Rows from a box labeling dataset
[start]

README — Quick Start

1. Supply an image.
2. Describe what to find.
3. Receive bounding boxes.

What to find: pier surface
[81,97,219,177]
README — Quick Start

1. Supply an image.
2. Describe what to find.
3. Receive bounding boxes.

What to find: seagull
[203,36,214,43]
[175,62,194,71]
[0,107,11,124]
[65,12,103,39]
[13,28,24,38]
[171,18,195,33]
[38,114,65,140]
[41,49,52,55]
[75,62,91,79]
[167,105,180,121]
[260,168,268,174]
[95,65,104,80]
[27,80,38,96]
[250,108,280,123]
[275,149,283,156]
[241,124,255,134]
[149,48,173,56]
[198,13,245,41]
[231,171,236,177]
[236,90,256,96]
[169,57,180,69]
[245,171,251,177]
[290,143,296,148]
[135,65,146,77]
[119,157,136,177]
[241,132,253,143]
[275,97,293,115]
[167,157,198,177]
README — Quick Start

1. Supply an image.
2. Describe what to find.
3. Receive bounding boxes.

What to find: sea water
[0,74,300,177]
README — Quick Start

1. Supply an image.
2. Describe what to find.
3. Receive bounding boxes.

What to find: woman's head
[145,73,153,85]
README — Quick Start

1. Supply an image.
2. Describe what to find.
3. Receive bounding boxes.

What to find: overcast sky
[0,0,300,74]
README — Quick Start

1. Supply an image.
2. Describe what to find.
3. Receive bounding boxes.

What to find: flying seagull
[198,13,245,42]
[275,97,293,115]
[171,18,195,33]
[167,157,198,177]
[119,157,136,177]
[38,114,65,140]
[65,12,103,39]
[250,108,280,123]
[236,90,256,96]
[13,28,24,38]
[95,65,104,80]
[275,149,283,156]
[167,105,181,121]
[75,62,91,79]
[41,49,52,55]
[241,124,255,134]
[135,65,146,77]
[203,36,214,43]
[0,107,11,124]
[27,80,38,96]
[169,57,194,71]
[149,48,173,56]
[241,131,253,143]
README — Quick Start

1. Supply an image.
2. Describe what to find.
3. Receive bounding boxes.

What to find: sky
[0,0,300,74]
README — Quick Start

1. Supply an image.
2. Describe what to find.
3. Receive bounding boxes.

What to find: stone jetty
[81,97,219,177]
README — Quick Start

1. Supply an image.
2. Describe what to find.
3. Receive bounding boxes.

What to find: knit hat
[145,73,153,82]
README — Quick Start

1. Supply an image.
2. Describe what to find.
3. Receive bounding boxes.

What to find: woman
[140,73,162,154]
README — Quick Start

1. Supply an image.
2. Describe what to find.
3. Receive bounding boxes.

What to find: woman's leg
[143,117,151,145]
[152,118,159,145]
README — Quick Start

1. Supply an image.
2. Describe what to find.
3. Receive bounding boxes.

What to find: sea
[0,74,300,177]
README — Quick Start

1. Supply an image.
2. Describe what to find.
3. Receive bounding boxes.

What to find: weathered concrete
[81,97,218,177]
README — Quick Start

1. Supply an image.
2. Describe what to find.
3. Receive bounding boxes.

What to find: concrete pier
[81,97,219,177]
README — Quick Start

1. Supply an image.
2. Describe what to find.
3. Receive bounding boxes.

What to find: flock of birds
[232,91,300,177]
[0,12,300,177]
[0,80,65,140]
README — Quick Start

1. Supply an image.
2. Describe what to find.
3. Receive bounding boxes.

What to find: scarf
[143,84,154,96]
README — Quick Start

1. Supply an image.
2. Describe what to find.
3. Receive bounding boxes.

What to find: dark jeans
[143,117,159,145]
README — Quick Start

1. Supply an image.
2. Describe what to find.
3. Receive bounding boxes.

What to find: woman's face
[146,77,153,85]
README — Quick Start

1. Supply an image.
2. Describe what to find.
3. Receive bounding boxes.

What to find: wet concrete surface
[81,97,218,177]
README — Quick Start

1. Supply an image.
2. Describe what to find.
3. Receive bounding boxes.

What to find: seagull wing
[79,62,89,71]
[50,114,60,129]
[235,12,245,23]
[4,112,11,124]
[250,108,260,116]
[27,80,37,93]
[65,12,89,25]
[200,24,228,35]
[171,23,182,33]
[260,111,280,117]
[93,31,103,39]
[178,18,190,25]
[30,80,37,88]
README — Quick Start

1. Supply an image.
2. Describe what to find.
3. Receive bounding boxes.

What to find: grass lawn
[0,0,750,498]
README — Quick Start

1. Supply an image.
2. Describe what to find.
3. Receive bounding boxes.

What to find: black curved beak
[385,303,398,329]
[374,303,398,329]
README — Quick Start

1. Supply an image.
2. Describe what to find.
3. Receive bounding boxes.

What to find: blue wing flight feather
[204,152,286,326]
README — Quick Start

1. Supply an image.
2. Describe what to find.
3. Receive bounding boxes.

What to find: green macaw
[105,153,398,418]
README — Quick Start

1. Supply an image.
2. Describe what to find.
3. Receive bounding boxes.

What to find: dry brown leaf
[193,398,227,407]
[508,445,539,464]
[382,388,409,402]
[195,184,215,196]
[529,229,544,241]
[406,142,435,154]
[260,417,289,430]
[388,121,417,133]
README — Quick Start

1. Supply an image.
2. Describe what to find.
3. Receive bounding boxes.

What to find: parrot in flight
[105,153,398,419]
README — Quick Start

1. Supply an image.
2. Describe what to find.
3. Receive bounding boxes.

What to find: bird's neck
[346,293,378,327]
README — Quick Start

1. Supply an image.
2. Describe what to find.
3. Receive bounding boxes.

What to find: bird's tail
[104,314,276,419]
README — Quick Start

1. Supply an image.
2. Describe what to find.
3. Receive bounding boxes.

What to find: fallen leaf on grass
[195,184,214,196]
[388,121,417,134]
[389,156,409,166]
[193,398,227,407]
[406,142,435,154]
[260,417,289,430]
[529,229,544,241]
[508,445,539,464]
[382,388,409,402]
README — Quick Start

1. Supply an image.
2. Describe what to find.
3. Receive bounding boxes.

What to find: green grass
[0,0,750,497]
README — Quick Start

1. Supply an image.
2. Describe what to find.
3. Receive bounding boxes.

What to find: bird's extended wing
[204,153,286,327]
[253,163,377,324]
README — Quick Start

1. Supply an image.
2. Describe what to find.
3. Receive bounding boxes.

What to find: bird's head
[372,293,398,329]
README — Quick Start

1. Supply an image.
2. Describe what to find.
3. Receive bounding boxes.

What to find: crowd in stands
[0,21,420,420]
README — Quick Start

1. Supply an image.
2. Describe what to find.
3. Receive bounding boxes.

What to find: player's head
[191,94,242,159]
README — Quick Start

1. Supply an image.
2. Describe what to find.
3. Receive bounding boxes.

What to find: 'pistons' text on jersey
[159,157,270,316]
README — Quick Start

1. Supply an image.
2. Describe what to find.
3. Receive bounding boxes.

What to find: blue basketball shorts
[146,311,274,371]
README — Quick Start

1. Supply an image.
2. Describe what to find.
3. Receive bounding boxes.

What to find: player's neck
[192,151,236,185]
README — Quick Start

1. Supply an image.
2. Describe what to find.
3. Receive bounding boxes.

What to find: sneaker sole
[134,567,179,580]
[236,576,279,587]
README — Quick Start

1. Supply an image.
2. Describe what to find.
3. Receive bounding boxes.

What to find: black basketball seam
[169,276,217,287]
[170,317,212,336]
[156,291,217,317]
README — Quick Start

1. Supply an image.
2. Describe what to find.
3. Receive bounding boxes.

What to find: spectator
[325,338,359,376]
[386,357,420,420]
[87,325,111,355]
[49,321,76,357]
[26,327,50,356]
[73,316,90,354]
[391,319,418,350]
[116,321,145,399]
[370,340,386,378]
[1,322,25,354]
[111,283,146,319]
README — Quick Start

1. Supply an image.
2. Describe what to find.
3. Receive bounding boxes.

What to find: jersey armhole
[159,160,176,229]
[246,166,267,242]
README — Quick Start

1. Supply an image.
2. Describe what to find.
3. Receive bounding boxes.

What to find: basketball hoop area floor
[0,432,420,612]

[end]

= Task to carry out =
Count the lines in the entries that contain the string "neck", treating case as significant. Give only the number.

= Response to this task =
2